MATERIAL FOR THIS TASK:

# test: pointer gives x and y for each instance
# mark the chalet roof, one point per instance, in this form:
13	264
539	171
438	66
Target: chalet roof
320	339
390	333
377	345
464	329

GIVEN REQUEST: Recast the material above as a Markdown table with two columns, Row and Line, giving each non-blank line its own numbered row and leaving out blank lines.

REPLY:
| Row | Line |
|---|---|
| 1 | # test: pointer gives x and y for each instance |
| 2 | # mark the chalet roof, one point per instance, in this form: |
| 3 | 13	264 |
| 4 | 539	171 |
| 5 | 438	66 |
| 6 | Target: chalet roof |
| 7 | 320	339 |
| 8 | 390	333 |
| 9 | 377	345 |
| 10 | 464	329 |